§ Exercices à traiter:
1. Répondez à ces questions d'après l'article sur 2M :
(a) Quel est le délai de paiement de la Soread-2M ?
(b) Quelle part de marché 2M occupe-t-elle pendant le mois de Ramadan ?
(c) À combien s'élève le capital social de la Soread ?
2. Reproduisez fidèlement le passage de l'article sur 2M qui s'ouvre sur les mots contenant « Le 10 novembre » et se ferme sur « modèles économiques viables. ».

----- Extrait à lire

Comment l'arrivée de MBC5 rend vitale la recapitalisation de 2M par l'Etat

L'Etat a traîné la situation de 2M sans participer aux recapitalisations décidées en 2016 et 2018. Mais il n'a plus le droit d'attendre. L'arrivée de MBC5 risque de porter un coup fatal au paysage audiovisuel marocain.

Comment l'arrivée de MBC5 rend vitale la recapitalisation de 2M par l'Etat

Le 10 novembre 2019 à 8h58

Modifié 11 avril 2021 à 2h43

L'Etat a traîné la situation de 2M sans participer aux recapitalisations décidées en 2016 et 2018. Mais il n'a plus le droit d'attendre. L'arrivée de MBC5 risque de porter un coup fatal au paysage audiovisuel marocain.

Avec 327 jours, la Soread-2M se situe et de loin, comme l’entreprise publique ayant le délai de paiement le plus élevé. Ce chiffre est inquiétant car il reflète la situation financière létale de la première chaîne de tv publique marocaine. Une situation qui risque de s’aggraver comme on va le voir. Et les enjeux dépassent largement le seul cadre de la chaîne de Aïn Sebaâ.

Depuis 2012, l’audiovisuel marocain subit une baisse de ses recettes, et une relative hausse de ses coûts, entre autres en raison de cahiers des charges qui ne tenaient pas compte des modèles économiques viables.

Les subventions étatiques se sont inscrites à la baisse. Comme partout dans le monde, l’audience de la télévision a subi une érosion constante, par les plateformes de streaming, les chaînes de sport en continu ou le digital.

Les chaînes marocaines arrivent à garder 55% du marché d'audience, le reste allant à des chaînes étrangères. Pendant le mois de Ramadan, la part marocaine frôle les 85% d’audience, grâce aux productions locales, notamment les fictions.

Sur ces chiffres, les meilleures audiences sont réalisées par 2M. En cours d’année, 2M réalise 30% de part d’audience en prime time (21% pour Al Aoula, source Marocmétrie octobre 2019). Pendant le mois de Ramadan, 2M occupe environ 60% de part de marché.

720 MDH de pertes cumulées

Au cours de l’exercice 2018, la Soread a subi 131 MDH de pertes. Les pertes cumulées s’élèvent désormais à 720 MDH, le double du capital social qui est de 359 MDH. Le 31 décembre 2016, une AGE avait décidé une augmentation de capital. Celle-ci n’a jamais eu lieu, l’Etat n’ayant jamais versé sa quote-part. Idem en juin 2018.

Juridiquement, il s’agit d’une entreprise dont le capital est majoritairement détenu par l’Etat et qui se trouve dans l’illégalité, ayant consommé ses capitaux propres depuis plusieurs années.

----------
----- Données fournies

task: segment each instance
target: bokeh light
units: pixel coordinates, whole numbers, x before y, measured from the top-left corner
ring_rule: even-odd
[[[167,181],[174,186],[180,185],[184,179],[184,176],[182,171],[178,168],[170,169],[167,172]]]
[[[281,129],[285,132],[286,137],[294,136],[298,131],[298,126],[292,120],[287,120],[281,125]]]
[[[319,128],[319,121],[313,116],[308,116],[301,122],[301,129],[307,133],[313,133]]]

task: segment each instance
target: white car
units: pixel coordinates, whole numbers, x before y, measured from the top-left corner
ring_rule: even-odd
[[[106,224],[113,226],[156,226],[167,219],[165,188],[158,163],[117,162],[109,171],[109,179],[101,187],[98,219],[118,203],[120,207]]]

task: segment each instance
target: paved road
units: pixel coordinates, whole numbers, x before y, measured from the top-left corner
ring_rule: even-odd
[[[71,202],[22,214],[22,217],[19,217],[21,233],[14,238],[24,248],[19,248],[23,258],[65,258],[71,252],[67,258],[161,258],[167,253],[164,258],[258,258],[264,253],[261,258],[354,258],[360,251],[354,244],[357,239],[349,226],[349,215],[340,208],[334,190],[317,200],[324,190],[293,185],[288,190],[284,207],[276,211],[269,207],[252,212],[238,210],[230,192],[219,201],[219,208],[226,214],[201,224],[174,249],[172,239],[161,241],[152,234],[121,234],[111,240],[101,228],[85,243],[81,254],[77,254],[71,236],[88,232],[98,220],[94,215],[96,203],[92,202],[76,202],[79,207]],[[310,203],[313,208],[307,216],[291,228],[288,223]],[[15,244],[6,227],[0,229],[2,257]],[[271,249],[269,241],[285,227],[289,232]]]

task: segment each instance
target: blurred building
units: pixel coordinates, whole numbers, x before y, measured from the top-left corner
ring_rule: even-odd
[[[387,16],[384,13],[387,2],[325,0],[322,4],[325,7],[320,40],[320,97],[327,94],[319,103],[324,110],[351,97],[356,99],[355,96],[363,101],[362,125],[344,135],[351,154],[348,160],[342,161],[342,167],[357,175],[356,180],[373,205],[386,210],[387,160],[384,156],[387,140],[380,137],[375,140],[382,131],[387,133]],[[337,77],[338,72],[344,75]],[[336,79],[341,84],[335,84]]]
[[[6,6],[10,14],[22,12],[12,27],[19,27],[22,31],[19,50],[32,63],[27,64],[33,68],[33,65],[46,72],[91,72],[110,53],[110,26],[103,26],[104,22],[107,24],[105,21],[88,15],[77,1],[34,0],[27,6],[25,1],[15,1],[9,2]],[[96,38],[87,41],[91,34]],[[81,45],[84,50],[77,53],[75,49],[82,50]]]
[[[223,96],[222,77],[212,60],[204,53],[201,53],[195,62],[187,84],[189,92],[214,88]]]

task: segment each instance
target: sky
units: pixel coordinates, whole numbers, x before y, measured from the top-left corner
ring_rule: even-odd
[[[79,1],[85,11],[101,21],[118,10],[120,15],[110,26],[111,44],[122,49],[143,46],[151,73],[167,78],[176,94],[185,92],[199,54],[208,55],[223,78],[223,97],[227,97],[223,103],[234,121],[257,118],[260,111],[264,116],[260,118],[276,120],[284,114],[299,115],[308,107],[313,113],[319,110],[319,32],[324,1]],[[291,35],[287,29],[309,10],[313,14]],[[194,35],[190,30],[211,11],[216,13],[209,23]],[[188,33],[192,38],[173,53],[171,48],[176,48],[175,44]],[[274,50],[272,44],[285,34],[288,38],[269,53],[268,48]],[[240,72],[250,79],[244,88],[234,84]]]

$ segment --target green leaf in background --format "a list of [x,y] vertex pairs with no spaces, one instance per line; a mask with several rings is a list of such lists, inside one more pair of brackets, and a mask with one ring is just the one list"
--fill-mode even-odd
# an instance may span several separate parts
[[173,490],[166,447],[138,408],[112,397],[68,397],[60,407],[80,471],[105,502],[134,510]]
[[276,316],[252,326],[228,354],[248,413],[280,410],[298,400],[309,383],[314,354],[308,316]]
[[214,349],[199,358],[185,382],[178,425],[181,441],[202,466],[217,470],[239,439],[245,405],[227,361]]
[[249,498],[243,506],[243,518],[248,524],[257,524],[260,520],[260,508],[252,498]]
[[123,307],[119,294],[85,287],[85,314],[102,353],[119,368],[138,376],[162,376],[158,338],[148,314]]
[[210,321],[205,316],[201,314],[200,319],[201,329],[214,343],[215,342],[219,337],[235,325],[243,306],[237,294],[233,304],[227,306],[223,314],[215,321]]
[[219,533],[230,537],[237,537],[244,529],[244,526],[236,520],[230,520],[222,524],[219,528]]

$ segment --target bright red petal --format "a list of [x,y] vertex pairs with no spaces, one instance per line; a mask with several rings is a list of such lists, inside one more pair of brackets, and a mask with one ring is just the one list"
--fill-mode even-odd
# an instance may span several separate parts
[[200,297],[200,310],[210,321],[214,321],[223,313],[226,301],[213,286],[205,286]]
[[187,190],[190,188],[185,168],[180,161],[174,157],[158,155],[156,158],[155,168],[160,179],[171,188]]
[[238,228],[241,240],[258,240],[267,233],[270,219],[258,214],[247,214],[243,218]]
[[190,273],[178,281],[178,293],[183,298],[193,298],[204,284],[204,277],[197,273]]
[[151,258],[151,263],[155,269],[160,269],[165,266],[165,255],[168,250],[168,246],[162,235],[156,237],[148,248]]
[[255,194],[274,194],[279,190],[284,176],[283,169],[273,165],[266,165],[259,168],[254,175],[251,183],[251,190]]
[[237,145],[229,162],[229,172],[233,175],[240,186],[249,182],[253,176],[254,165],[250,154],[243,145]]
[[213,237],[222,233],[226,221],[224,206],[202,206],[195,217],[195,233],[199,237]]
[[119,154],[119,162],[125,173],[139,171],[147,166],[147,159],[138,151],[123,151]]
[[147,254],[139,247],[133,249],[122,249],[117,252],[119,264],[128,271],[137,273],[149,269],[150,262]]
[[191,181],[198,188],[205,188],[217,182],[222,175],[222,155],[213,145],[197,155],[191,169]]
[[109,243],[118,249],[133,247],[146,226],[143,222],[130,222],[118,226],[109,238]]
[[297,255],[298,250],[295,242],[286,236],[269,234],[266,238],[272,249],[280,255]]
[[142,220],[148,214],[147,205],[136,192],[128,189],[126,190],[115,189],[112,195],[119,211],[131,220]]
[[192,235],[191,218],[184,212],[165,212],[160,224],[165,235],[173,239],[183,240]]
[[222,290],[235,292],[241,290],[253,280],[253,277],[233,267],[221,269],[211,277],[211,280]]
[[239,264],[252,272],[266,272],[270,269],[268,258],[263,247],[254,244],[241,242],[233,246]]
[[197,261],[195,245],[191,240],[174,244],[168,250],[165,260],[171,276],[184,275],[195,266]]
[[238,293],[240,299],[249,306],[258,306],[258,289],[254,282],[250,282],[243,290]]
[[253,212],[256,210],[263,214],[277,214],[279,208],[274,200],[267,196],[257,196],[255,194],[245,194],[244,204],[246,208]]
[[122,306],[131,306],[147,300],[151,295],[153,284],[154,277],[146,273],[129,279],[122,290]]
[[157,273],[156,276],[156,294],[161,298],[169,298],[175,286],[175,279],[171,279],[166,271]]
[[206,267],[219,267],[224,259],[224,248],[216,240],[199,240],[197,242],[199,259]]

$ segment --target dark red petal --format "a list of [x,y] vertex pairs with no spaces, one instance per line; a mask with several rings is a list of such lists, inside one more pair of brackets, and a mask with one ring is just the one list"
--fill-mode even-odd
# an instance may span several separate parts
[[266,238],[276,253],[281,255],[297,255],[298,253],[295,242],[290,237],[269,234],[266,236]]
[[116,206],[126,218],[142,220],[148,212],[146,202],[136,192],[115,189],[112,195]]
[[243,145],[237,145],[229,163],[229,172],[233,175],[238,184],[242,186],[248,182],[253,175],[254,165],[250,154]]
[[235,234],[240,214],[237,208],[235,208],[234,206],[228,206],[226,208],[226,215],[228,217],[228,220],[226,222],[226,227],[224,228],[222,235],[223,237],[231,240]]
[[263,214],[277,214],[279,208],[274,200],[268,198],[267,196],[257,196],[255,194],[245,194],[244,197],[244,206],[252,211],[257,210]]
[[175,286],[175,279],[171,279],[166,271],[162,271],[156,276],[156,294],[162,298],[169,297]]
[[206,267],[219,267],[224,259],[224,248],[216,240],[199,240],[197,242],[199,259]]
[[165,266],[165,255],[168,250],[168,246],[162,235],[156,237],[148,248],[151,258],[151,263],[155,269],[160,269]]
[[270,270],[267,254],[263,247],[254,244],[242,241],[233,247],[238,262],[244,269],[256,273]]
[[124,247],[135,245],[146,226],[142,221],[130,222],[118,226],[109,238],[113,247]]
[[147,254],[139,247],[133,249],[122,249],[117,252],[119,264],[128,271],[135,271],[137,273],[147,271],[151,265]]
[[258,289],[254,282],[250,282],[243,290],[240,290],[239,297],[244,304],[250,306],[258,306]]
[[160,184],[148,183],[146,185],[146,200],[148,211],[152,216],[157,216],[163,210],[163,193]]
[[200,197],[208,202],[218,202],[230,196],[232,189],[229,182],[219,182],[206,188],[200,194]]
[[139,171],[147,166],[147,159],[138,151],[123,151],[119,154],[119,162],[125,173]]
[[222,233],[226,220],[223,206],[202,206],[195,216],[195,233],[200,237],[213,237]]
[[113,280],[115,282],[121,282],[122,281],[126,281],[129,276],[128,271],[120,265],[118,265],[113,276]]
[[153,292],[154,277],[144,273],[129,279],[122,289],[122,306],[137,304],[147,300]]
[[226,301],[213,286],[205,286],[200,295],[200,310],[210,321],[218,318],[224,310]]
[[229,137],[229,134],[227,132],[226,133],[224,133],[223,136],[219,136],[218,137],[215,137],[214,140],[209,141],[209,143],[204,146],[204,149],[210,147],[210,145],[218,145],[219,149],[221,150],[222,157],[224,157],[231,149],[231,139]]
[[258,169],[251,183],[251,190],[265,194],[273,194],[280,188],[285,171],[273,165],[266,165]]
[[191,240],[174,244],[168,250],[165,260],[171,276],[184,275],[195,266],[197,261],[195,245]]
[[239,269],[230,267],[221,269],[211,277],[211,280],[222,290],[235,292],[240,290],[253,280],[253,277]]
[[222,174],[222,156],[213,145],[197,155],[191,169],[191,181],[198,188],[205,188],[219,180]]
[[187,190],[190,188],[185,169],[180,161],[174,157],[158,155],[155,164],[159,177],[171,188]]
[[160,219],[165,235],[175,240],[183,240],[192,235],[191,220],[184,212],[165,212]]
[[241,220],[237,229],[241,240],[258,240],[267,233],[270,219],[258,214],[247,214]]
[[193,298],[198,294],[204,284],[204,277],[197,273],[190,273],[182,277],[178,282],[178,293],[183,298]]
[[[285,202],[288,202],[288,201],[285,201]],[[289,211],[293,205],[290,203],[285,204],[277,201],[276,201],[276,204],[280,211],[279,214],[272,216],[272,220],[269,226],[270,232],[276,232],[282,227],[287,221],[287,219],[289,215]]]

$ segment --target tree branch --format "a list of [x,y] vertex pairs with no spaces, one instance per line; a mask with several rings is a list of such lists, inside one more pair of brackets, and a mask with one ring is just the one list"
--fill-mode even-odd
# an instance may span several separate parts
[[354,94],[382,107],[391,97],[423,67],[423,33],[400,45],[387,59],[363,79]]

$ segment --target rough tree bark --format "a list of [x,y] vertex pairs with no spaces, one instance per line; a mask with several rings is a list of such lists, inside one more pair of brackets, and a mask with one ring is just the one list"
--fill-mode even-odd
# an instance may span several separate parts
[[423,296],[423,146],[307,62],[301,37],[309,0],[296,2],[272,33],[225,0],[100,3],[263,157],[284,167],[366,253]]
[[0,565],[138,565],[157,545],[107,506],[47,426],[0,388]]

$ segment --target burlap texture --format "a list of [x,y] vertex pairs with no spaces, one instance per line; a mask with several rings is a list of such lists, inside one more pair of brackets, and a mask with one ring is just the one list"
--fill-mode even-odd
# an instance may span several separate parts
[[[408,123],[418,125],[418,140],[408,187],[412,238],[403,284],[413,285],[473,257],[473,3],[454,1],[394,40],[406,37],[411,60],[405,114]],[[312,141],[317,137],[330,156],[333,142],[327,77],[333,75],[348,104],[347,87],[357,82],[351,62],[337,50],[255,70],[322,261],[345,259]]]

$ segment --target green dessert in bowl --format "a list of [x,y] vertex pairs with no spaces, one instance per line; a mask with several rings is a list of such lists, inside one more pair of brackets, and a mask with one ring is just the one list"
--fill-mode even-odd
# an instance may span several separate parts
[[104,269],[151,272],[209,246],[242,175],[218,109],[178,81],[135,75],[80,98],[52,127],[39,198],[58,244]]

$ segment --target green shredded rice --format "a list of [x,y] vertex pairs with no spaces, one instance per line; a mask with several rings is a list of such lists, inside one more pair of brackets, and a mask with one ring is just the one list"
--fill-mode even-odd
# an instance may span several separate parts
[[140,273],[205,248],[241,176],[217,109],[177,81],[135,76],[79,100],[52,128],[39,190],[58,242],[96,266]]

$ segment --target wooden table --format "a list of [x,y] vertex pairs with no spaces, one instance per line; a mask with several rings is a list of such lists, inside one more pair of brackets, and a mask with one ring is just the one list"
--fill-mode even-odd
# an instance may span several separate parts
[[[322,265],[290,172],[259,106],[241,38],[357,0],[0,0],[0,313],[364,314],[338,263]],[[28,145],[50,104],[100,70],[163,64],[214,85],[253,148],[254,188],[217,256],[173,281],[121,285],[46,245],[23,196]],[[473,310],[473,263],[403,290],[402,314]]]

----------

§ Réponses par exercice:
1.
(a) 327 jours.
(b) Environ 60 %.
(c) 359 MDH.

2.
Le 10 novembre 2019 à 8h58

Modifié 11 avril 2021 à 2h43

L'Etat a traîné la situation de 2M sans participer aux recapitalisations décidées en 2016 et 2018. Mais il n'a plus le droit d'attendre. L'arrivée de MBC5 risque de porter un coup fatal au paysage audiovisuel marocain.

Avec 327 jours, la Soread-2M se situe et de loin, comme l’entreprise publique ayant le délai de paiement le plus élevé. Ce chiffre est inquiétant car il reflète la situation financière létale de la première chaîne de tv publique marocaine. Une situation qui risque de s’aggraver comme on va le voir. Et les enjeux dépassent largement le seul cadre de la chaîne de Aïn Sebaâ.

Depuis 2012, l’audiovisuel marocain subit une baisse de ses recettes, et une relative hausse de ses coûts, entre autres en raison de cahiers des charges qui ne tenaient pas compte des modèles économiques viables.